## Quoted passage

## BEGIN

Florida's public policy for financing hurricane losses seems to have been dreamed up in another sunny state---Las Vegas. Our state's policy for financing storm losses is tantamount to betting the house and our life's savings on one wild Nevada crapshoot.

It has taken a while for Florida taxpayers to fully comprehend the ill-conceived public policy adopted by lawmakers over the past two or three years and the huge financial liability that policy has placed on their backs, but they understand it now and, to say the least, they are not happy about it. They like even less the fact that it effectively forces working class inland residents to subsidize multi-million dollar coastal homes creating an "us versus them" mentality that is good for no community.

The wild card in the scenario being played out before us is the real villain--hurricanes. Florida, fortunately, has been spared from any major hurricane impact the past three seasons after being devastated by eight back-to-back hurricanes during the 2004-2005 seasons. However, it's not a question of if we are struck again; it's a question of when. The even bigger question is, will the state be financially prepared?

Clearly, the answer is "no". The Florida Hurricane Catastrophe Fund (Cat Fund) created following 1992's Hurricane Andrew, was repeatedly tinkered with over the past couple of years, to the point that it is financially incapable of coming close to meeting its obligations, should disaster strike. That has a direct impact on every homeowner in the state.

In addition to obligating the fund way beyond its means, lawmakers forced private insurers to utilize the fund's unrealistic capacity as a financial backstop. The purpose of the Cat Fund is to provide ready access to cash to immediately pay claims following a major storm strike. However, the fund's inadequate surplus of dollars and its inability to raise the cash in a timely manner could severely jeopardize this process.

## END

## Records provided
## BEGIN

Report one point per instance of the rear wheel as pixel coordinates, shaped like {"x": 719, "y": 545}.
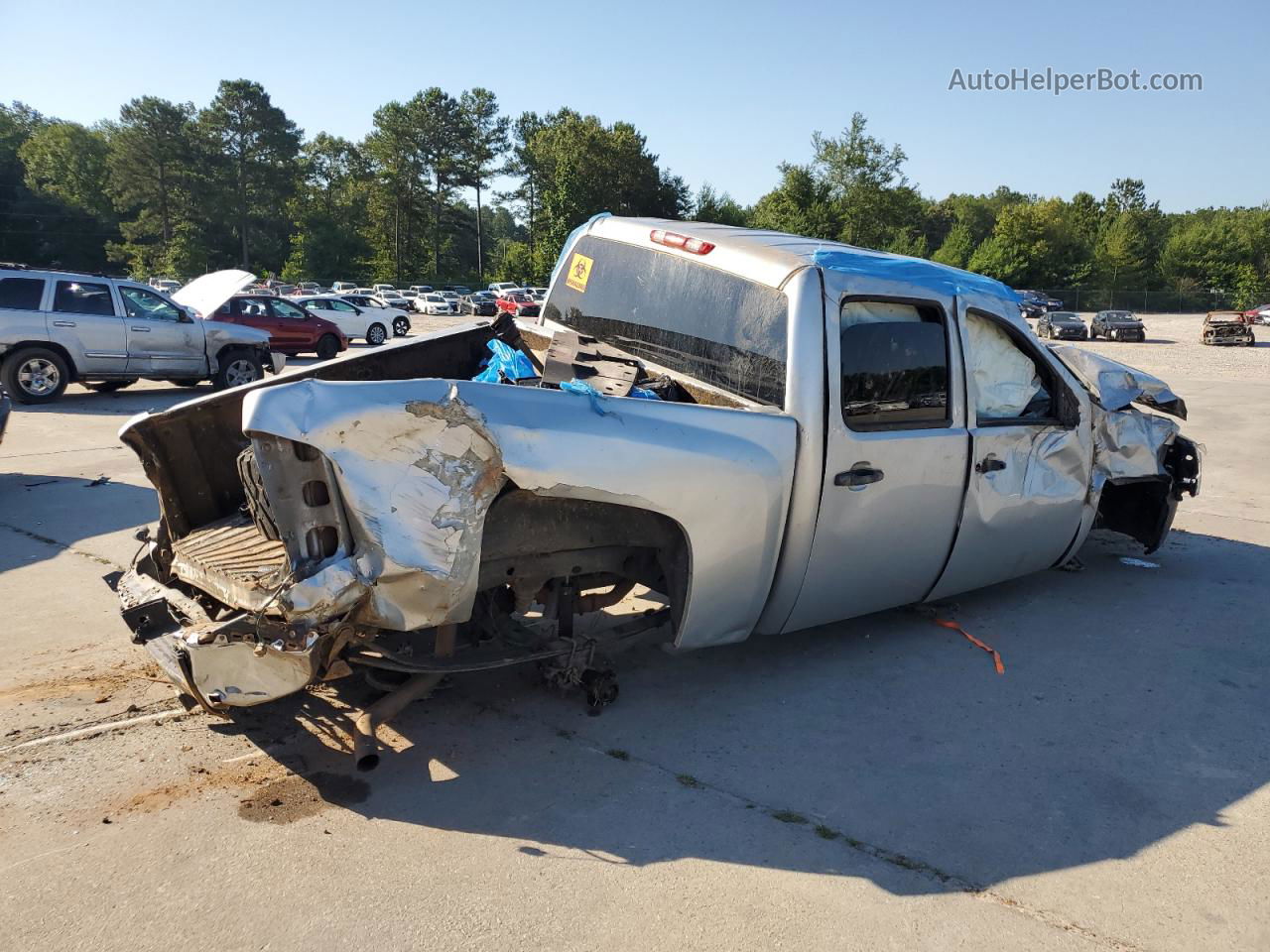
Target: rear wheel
{"x": 238, "y": 367}
{"x": 35, "y": 375}
{"x": 327, "y": 347}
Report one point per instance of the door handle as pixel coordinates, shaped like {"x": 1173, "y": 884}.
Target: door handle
{"x": 989, "y": 463}
{"x": 857, "y": 476}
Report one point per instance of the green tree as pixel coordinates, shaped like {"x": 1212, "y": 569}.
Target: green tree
{"x": 1123, "y": 250}
{"x": 485, "y": 139}
{"x": 67, "y": 162}
{"x": 956, "y": 248}
{"x": 151, "y": 151}
{"x": 252, "y": 149}
{"x": 717, "y": 207}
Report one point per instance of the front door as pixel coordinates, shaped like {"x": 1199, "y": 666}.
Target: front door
{"x": 1030, "y": 461}
{"x": 162, "y": 339}
{"x": 293, "y": 326}
{"x": 896, "y": 457}
{"x": 85, "y": 320}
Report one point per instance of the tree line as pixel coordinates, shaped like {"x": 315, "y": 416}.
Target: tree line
{"x": 172, "y": 189}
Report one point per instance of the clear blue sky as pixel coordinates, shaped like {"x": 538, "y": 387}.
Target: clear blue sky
{"x": 722, "y": 90}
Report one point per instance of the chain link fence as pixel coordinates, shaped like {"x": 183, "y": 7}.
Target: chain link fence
{"x": 1142, "y": 301}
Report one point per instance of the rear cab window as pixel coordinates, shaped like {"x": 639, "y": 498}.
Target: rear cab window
{"x": 684, "y": 315}
{"x": 894, "y": 365}
{"x": 21, "y": 294}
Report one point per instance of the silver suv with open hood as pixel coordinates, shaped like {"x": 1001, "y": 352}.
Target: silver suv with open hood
{"x": 107, "y": 333}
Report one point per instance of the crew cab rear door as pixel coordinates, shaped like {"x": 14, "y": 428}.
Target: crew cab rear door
{"x": 1030, "y": 457}
{"x": 896, "y": 452}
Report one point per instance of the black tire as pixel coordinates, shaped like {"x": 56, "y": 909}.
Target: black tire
{"x": 109, "y": 386}
{"x": 327, "y": 345}
{"x": 236, "y": 368}
{"x": 35, "y": 375}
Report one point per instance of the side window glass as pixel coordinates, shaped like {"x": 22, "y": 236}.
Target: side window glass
{"x": 143, "y": 304}
{"x": 894, "y": 366}
{"x": 81, "y": 298}
{"x": 1008, "y": 382}
{"x": 286, "y": 309}
{"x": 22, "y": 294}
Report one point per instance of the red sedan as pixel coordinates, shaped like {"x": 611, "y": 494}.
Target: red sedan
{"x": 517, "y": 304}
{"x": 293, "y": 330}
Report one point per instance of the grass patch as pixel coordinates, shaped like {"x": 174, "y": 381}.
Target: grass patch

## END

Repeat word for word the part of the hurricane financing text that opens with the words containing "The wild card" and closes with "be financially prepared?".

## Correct output
The wild card in the scenario being played out before us is the real villain--hurricanes. Florida, fortunately, has been spared from any major hurricane impact the past three seasons after being devastated by eight back-to-back hurricanes during the 2004-2005 seasons. However, it's not a question of if we are struck again; it's a question of when. The even bigger question is, will the state be financially prepared?